**What you need to do**
Pull out every line of the material below that contains the string "cloud", and copy each line as it appears.

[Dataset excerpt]
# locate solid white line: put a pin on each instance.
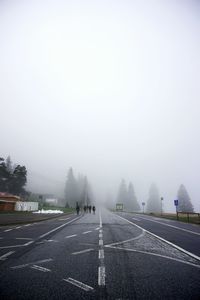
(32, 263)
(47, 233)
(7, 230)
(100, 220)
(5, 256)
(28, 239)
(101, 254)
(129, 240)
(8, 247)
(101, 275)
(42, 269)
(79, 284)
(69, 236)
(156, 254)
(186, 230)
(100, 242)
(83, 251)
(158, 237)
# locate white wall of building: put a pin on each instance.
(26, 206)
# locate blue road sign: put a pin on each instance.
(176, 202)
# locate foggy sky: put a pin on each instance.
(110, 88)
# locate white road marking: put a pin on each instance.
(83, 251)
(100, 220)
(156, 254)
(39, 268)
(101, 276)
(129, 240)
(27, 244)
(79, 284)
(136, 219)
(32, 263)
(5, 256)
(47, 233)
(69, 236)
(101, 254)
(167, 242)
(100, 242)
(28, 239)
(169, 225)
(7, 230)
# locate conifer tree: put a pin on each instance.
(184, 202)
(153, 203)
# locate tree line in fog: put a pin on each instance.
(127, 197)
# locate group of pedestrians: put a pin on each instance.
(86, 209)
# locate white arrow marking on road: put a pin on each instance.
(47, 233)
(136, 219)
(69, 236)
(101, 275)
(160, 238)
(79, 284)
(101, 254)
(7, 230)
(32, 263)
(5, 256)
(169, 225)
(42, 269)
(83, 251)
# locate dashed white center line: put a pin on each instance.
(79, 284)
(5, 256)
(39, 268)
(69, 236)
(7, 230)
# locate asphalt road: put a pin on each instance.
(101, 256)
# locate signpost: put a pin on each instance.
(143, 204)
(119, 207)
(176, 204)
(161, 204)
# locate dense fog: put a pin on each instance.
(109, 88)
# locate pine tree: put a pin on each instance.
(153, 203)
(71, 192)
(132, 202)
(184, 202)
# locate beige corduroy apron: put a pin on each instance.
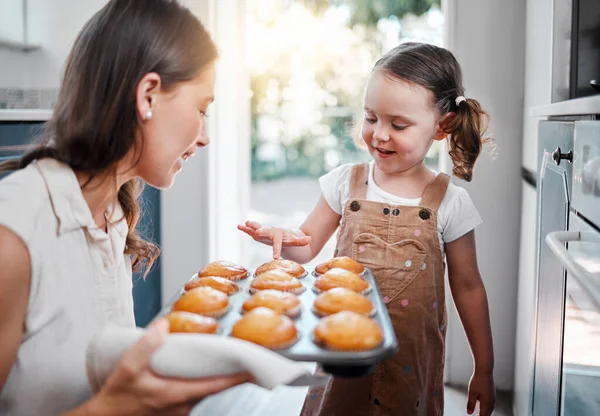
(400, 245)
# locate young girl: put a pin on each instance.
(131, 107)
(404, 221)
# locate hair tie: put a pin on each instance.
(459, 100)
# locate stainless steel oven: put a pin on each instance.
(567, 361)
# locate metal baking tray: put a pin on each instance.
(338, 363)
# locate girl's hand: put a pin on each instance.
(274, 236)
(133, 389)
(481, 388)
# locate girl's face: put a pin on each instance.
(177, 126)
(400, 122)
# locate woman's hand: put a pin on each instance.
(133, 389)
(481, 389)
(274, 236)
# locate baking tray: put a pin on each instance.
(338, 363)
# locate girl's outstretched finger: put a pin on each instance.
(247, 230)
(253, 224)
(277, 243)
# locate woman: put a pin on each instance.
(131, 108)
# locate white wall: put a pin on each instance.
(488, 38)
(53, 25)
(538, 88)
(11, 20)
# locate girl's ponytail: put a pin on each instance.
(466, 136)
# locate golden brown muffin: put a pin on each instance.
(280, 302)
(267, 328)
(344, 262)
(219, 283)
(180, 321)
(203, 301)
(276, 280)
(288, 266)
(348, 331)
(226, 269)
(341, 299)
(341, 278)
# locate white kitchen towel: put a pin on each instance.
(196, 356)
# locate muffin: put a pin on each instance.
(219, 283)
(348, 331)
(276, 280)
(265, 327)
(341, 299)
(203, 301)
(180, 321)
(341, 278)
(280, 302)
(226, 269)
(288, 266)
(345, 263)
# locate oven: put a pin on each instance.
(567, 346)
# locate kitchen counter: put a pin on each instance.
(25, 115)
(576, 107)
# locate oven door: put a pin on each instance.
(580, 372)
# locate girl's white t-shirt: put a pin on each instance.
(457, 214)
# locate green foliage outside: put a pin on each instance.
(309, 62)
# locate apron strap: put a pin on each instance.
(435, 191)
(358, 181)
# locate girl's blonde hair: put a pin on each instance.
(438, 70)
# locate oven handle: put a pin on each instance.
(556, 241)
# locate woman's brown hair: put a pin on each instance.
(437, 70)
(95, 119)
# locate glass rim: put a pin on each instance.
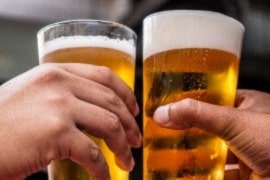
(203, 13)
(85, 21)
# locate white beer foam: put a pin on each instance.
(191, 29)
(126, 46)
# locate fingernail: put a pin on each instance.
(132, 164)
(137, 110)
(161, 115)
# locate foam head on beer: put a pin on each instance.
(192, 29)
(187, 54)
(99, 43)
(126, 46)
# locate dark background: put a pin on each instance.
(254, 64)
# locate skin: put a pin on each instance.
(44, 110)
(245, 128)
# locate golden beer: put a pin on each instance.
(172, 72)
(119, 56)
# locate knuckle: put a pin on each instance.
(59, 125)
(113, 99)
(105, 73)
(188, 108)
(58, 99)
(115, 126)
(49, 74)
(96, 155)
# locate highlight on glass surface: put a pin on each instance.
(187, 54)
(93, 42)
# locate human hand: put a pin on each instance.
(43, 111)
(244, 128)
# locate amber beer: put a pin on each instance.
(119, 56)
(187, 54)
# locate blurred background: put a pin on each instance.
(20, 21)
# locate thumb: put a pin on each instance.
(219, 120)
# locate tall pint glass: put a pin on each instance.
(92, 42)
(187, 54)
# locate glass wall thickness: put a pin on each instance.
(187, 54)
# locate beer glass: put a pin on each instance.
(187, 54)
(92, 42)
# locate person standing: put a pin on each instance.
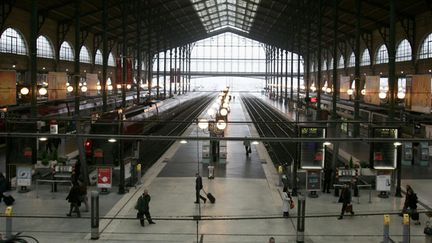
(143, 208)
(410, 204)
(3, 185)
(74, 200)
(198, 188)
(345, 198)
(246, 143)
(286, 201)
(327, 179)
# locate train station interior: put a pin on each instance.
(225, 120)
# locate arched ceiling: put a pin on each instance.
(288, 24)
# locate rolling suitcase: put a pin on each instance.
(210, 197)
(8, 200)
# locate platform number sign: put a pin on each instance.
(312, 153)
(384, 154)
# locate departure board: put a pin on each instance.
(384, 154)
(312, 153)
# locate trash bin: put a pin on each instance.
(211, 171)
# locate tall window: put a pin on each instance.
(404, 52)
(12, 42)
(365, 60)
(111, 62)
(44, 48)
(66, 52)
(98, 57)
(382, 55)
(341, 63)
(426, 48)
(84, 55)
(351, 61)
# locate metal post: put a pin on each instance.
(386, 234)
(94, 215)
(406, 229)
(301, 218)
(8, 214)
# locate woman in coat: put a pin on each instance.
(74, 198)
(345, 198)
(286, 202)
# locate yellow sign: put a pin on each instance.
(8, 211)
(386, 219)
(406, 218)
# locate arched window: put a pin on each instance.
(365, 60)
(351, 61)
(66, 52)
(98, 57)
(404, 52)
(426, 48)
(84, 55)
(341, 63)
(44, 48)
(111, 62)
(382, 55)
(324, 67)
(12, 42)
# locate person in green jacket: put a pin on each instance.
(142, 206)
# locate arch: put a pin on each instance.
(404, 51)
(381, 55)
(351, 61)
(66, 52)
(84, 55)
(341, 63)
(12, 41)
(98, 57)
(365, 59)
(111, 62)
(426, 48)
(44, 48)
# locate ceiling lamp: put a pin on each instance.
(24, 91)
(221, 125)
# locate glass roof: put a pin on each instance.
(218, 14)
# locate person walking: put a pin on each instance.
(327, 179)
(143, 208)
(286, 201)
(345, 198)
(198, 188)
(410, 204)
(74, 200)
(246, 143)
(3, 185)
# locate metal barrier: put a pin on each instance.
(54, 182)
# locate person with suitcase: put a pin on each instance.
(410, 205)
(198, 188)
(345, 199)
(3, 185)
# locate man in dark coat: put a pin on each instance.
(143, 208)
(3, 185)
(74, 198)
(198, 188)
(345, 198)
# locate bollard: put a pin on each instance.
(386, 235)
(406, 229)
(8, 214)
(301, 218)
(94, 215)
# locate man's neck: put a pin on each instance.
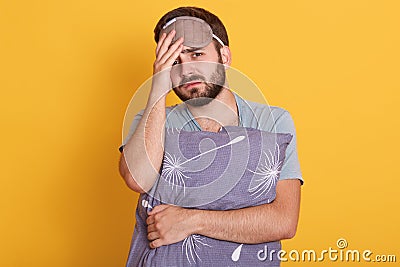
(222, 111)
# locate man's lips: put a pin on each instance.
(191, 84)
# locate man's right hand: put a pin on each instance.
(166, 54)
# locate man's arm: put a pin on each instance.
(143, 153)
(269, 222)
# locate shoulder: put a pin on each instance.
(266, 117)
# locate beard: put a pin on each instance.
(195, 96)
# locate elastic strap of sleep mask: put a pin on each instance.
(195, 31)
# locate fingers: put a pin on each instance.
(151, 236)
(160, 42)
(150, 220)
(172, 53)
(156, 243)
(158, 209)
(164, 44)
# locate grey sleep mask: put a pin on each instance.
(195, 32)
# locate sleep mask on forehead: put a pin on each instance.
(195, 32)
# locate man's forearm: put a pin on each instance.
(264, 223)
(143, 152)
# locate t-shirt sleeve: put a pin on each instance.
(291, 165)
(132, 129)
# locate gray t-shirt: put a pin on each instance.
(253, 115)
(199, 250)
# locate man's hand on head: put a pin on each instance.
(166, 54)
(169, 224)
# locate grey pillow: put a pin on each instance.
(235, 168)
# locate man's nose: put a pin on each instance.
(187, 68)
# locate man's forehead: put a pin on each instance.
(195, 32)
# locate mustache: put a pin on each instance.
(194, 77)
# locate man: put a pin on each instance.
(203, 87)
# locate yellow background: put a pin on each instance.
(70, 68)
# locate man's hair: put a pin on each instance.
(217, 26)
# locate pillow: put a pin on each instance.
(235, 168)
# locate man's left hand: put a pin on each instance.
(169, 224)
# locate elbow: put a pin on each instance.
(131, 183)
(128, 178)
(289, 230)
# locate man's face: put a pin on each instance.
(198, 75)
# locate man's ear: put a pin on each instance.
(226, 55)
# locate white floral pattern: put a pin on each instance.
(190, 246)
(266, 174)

---

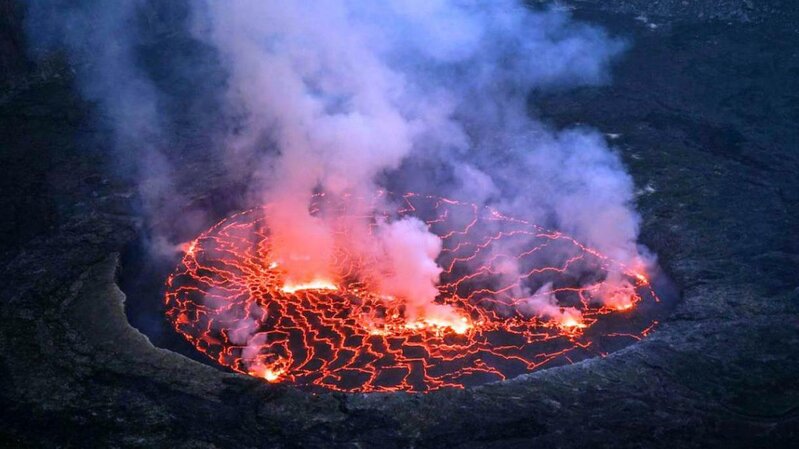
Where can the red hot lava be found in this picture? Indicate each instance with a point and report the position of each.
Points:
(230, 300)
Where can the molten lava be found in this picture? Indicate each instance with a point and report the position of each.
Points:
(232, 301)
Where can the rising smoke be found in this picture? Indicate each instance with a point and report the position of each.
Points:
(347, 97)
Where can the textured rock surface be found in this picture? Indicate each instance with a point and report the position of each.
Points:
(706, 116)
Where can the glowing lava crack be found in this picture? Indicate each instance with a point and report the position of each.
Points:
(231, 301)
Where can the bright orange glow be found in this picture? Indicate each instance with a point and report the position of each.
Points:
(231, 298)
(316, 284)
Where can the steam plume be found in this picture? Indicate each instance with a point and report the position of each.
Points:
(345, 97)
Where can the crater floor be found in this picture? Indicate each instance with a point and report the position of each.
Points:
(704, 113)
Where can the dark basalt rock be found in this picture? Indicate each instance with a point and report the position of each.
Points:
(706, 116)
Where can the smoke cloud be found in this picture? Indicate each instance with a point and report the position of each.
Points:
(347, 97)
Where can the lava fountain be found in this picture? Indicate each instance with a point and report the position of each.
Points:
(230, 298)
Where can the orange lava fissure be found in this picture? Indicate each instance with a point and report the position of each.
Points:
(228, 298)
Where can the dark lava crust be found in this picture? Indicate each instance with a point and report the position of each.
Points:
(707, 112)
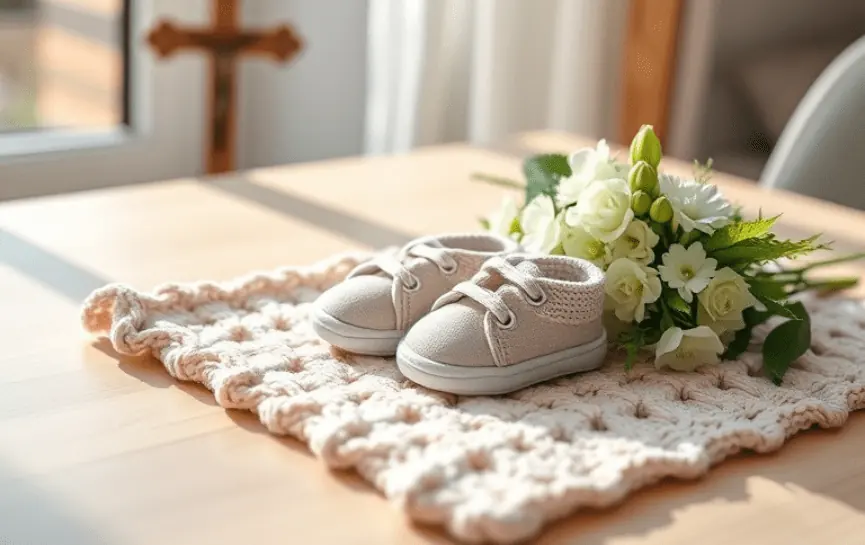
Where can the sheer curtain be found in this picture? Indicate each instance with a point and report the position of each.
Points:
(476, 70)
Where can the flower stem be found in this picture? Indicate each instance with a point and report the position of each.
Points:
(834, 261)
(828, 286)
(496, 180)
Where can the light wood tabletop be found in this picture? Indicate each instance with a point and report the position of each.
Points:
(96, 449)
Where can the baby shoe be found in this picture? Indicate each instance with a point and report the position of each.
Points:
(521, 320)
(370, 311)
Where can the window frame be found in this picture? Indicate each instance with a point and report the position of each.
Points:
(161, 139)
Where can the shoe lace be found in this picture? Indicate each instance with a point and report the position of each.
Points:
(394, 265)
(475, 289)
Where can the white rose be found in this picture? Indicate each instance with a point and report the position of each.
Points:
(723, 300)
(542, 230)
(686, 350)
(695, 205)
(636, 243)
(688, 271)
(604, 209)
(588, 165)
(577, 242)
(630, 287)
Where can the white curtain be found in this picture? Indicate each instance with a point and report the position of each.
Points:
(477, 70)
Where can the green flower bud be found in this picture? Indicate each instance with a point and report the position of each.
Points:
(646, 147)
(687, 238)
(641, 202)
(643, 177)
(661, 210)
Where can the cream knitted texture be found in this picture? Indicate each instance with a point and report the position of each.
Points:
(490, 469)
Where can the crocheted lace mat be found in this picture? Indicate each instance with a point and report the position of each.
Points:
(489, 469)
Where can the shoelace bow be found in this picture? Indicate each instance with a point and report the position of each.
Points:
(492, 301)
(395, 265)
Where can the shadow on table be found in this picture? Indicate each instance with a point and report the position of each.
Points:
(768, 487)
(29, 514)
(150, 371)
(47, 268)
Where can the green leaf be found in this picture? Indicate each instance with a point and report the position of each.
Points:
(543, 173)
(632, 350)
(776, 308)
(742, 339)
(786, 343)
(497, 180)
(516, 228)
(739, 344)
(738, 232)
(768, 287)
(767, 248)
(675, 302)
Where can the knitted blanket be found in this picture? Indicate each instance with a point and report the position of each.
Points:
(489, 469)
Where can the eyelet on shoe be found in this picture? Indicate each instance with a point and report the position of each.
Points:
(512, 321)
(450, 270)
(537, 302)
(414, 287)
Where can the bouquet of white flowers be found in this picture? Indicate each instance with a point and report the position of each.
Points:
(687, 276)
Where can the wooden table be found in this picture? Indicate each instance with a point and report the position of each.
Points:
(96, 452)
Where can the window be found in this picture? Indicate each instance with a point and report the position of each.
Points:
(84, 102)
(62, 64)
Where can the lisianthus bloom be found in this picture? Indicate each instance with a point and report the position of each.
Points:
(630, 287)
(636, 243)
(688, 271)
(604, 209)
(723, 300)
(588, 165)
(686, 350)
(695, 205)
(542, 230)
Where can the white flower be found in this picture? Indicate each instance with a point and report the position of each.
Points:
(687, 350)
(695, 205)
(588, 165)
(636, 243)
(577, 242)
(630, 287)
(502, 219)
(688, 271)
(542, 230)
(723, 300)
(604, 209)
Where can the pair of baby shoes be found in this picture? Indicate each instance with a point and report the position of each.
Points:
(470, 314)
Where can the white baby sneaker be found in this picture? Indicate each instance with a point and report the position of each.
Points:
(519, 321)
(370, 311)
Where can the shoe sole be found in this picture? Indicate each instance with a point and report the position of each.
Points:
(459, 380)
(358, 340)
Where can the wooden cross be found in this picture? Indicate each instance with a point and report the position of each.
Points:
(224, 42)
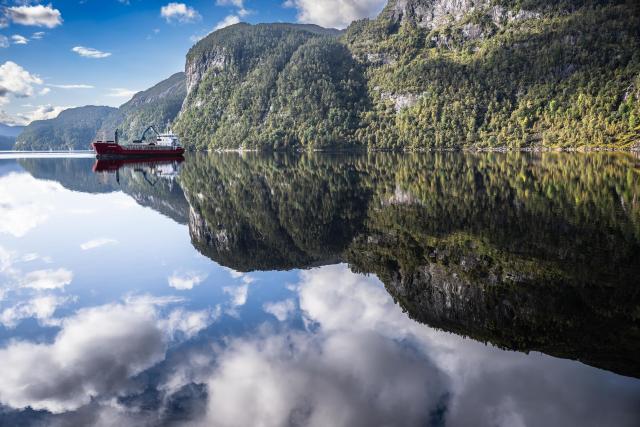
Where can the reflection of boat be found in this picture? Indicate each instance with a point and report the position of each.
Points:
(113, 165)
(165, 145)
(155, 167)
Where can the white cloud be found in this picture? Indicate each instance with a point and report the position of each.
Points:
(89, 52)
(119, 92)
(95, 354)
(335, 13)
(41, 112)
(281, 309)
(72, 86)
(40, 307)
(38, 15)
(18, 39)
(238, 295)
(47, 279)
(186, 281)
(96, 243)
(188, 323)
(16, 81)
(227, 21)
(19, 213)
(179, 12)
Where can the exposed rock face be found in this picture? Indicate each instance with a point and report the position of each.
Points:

**Answer to this task**
Where can the smoke cloud be found in this picture? Indicate each instance with a point and report the position of each.
Where can the white cloud be found in this picture? Indicate each instance with a point and report the position of each.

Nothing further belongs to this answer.